_What this task involves_. Rewrite the items below, changing "positive clicks" to "foreground clicks" and leaving everything else as it is.

•••

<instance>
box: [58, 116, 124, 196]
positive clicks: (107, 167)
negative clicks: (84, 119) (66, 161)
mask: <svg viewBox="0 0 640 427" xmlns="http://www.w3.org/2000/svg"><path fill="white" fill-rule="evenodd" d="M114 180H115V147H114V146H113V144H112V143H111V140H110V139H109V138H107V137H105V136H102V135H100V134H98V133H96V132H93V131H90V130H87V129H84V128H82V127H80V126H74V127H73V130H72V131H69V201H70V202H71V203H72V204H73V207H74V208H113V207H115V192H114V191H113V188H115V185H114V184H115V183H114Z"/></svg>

•••

_Result of the task_.
<instance>
box: [58, 116, 124, 196]
foreground clicks: (107, 167)
negative clicks: (84, 119) (66, 161)
mask: <svg viewBox="0 0 640 427" xmlns="http://www.w3.org/2000/svg"><path fill="white" fill-rule="evenodd" d="M114 180H115V147H114V146H113V144H112V143H111V140H110V139H109V138H107V137H105V136H102V135H100V134H98V133H96V132H93V131H90V130H87V129H84V128H82V127H80V126H74V127H73V130H72V131H69V201H70V202H71V203H72V204H73V207H74V208H113V207H115V192H114V191H113V188H115V185H114V184H115V183H114Z"/></svg>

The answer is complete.